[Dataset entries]
---------------

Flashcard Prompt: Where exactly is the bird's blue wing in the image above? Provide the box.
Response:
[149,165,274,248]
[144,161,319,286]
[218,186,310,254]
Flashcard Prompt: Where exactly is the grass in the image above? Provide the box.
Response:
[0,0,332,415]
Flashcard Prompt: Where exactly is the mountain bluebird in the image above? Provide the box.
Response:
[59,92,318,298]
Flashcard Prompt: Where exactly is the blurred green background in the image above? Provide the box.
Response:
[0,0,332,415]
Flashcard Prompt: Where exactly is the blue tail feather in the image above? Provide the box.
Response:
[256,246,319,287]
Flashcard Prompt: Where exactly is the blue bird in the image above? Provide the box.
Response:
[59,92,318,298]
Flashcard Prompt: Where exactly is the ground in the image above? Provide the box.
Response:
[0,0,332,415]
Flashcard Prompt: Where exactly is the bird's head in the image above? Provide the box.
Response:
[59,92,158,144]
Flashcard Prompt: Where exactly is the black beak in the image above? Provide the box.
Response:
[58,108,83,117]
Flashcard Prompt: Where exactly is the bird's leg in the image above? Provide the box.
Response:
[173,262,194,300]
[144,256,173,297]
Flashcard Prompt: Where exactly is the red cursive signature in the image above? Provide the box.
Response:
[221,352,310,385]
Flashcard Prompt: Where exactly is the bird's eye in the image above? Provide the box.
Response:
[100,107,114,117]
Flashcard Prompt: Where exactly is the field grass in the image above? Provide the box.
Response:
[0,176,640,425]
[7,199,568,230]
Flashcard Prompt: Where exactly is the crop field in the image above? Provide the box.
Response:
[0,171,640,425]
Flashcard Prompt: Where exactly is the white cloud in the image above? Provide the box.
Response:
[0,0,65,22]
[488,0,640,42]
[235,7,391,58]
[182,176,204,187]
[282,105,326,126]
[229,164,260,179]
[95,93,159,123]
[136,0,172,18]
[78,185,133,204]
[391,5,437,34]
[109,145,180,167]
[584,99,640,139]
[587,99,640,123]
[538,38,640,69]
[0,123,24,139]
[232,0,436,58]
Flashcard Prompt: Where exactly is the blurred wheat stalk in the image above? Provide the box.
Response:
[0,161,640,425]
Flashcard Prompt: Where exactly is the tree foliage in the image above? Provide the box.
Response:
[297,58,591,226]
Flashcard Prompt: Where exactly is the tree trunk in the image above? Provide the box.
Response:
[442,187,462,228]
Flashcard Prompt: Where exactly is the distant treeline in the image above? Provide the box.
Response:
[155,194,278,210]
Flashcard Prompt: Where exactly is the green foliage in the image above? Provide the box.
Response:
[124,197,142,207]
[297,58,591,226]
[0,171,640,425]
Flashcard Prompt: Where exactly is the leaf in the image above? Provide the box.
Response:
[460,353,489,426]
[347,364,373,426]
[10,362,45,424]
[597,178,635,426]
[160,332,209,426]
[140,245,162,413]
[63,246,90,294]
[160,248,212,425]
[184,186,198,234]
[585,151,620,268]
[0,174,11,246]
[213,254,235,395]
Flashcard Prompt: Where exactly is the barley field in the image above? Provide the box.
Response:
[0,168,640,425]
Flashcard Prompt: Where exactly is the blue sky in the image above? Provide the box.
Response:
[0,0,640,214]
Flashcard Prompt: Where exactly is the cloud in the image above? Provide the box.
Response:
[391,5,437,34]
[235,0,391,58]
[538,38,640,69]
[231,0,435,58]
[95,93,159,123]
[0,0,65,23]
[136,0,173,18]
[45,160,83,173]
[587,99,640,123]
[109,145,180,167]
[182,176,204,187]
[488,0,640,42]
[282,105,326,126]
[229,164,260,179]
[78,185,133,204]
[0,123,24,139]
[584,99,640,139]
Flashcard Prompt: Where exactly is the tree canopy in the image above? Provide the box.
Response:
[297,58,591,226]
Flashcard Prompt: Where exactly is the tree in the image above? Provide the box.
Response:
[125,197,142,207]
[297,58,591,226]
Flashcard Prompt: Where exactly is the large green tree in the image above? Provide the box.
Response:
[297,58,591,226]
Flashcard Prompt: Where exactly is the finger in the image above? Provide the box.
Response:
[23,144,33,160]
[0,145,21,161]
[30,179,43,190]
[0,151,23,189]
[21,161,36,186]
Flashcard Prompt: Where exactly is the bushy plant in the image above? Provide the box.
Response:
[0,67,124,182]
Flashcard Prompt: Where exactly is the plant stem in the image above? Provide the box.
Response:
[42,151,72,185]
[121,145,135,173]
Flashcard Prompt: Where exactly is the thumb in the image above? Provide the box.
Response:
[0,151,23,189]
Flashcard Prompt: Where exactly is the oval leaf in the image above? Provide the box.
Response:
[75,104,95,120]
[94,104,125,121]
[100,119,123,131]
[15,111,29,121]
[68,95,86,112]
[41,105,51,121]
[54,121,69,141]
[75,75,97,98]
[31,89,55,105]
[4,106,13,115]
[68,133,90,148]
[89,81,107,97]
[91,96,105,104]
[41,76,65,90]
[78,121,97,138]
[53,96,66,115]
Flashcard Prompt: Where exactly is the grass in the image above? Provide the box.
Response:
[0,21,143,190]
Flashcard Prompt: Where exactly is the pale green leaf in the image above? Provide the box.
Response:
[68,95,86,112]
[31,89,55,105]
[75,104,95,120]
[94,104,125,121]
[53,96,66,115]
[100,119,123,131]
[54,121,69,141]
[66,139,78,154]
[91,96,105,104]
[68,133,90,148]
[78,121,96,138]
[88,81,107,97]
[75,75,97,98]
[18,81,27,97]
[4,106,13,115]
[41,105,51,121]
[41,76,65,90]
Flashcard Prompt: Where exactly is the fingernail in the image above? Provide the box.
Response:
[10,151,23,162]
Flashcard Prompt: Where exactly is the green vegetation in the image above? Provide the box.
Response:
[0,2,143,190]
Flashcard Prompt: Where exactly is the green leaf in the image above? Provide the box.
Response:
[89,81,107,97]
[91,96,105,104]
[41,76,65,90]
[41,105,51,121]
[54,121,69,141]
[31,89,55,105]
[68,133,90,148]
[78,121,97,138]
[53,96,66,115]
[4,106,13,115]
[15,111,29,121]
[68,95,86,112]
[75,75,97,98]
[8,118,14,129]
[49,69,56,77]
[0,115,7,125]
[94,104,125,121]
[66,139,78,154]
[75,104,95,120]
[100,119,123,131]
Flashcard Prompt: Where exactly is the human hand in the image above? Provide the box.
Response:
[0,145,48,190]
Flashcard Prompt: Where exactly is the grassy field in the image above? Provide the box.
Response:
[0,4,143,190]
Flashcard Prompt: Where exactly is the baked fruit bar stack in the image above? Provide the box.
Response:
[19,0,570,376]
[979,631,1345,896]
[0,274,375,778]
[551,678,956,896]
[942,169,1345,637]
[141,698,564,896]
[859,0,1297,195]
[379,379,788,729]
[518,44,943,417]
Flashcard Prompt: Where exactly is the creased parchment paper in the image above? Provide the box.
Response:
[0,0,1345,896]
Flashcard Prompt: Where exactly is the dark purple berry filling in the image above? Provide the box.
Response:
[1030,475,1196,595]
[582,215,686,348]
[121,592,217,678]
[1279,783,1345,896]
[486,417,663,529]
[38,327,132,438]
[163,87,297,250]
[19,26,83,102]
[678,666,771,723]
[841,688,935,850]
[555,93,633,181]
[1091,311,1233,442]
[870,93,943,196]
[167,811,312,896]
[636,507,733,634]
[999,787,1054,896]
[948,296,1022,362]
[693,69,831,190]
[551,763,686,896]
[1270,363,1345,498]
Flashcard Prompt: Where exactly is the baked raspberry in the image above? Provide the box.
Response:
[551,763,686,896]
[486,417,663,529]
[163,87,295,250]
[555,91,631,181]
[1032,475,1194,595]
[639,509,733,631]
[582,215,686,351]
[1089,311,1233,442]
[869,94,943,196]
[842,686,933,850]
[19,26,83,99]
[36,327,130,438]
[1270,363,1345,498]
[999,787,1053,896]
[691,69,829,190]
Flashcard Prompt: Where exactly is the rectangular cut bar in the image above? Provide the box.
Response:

---------------

Stated problem => Copy the rows above word for word, starting at the line containing "Flashcard Prompt: Where exactly is the black" and ending at the line containing "[144,256,173,297]".

Output for this task =>
Flashcard Prompt: Where exactly is the black beak in the image above? Provide the box.
Response:
[58,108,83,117]
Flashcard Prompt: Where exactly is the bird's leg in the image above? Provide the box.
Response:
[173,262,194,300]
[144,256,173,297]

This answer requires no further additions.